● SHORT EXERCISE
Reproduce each of the following lines word for word.

● INPUT FOR THIS TASK
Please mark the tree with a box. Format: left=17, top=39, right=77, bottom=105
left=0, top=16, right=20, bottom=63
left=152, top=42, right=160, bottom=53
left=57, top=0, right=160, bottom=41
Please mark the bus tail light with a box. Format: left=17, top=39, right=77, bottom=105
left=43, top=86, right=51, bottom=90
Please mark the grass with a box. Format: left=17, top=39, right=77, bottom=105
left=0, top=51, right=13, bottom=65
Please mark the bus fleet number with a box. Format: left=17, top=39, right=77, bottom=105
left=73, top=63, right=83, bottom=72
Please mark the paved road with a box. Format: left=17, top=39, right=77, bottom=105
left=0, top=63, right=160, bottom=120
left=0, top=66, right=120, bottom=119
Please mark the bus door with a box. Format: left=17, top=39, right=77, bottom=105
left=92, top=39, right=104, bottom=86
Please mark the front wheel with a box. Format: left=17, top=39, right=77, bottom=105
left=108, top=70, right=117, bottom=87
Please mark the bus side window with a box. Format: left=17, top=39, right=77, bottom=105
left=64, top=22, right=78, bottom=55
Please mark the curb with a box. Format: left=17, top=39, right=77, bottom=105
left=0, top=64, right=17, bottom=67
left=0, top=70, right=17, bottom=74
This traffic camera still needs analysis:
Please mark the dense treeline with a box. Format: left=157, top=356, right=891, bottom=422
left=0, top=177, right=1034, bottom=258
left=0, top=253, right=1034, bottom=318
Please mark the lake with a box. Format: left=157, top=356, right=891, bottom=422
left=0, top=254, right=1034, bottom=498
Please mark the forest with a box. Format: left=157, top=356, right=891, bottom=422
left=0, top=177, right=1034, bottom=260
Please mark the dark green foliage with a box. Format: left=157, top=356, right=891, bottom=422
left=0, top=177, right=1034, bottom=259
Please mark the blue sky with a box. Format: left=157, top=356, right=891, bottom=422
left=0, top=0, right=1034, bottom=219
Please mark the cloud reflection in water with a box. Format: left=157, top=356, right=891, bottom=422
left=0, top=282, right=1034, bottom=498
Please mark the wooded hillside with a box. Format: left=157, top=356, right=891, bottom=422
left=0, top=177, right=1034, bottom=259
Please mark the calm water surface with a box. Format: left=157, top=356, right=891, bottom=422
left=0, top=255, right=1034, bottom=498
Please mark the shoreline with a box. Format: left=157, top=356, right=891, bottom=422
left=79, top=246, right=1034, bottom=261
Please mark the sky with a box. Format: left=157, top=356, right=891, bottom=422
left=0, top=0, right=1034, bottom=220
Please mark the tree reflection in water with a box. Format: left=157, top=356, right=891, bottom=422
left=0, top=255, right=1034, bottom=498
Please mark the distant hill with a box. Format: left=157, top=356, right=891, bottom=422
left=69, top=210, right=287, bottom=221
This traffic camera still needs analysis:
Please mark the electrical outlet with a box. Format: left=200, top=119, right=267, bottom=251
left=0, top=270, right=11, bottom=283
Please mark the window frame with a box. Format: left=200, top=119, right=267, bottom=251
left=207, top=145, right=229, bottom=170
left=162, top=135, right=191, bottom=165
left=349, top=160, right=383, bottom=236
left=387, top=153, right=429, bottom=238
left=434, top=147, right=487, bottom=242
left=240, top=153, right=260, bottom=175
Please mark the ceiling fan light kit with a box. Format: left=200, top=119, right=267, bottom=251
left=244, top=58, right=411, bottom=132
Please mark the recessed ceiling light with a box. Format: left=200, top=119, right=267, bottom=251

● WORKED SOLUTION
Please mark the tree with a box. Format: left=17, top=39, right=77, bottom=105
left=0, top=16, right=20, bottom=63
left=152, top=42, right=160, bottom=53
left=57, top=0, right=160, bottom=41
Please mark the bus tail light with a box. Format: left=17, top=39, right=77, bottom=105
left=43, top=86, right=51, bottom=90
Please mark the grass with a box. Format: left=17, top=39, right=77, bottom=105
left=0, top=51, right=13, bottom=65
Please mark the bus fleet number with a box. Format: left=17, top=39, right=77, bottom=105
left=73, top=63, right=83, bottom=72
Please mark the paved road with a box. Format: left=17, top=39, right=77, bottom=105
left=0, top=63, right=160, bottom=120
left=0, top=66, right=120, bottom=119
Please mark the bus door with a box. Format: left=17, top=39, right=77, bottom=105
left=92, top=39, right=104, bottom=86
Please mark the front wheel with a box. Format: left=17, top=39, right=77, bottom=105
left=108, top=70, right=117, bottom=87
Please mark the bus side window with a box. Format: left=17, top=39, right=77, bottom=105
left=64, top=22, right=78, bottom=55
Please mark the curb with a box. Format: left=17, top=39, right=77, bottom=105
left=0, top=64, right=17, bottom=67
left=0, top=70, right=17, bottom=74
This traffic camera still needs analysis:
Please mark the dense treeline with a box. Format: left=157, top=356, right=891, bottom=422
left=0, top=177, right=1034, bottom=258
left=0, top=253, right=1034, bottom=318
Please mark the lake with a box. Format: left=157, top=356, right=891, bottom=422
left=0, top=254, right=1034, bottom=498
Please mark the forest with a box. Format: left=157, top=356, right=891, bottom=422
left=0, top=177, right=1034, bottom=260
Please mark the dark green foliage with a box. Format: left=157, top=356, right=891, bottom=422
left=0, top=177, right=1034, bottom=259
Please mark the blue sky with a box. Format: left=157, top=356, right=891, bottom=422
left=0, top=0, right=1034, bottom=219
Please mark the cloud reflection in water with a box. Format: left=157, top=356, right=891, bottom=422
left=0, top=282, right=1034, bottom=498
Please mark the wooded hillside with a box. Format: left=157, top=356, right=891, bottom=422
left=0, top=177, right=1034, bottom=259
Please mark the calm water surface with a box. Format: left=157, top=356, right=891, bottom=422
left=0, top=255, right=1034, bottom=498
Please mark the shoreline with a box. Format: left=157, top=356, right=891, bottom=422
left=79, top=246, right=1034, bottom=261
Please mark the sky with a box. Format: left=157, top=356, right=891, bottom=422
left=0, top=0, right=1034, bottom=220
Please mark the tree reflection in water with a box. Format: left=157, top=356, right=891, bottom=422
left=0, top=255, right=1034, bottom=498
Please mark the distant hill with a box. Format: left=157, top=356, right=891, bottom=422
left=69, top=210, right=287, bottom=221
This traffic camera still needs analysis:
Please mark the electrical outlet with a box. Format: left=200, top=119, right=267, bottom=251
left=0, top=270, right=11, bottom=283
Please mark the window frame with a box. Format: left=200, top=119, right=267, bottom=251
left=207, top=145, right=229, bottom=170
left=162, top=135, right=191, bottom=165
left=349, top=160, right=383, bottom=236
left=387, top=153, right=429, bottom=238
left=434, top=147, right=487, bottom=242
left=240, top=153, right=260, bottom=175
Please mark the ceiling fan light kit with a box. Format: left=200, top=119, right=267, bottom=251
left=244, top=58, right=411, bottom=132
Please mark the recessed ceiling light with a box. Format: left=200, top=119, right=267, bottom=251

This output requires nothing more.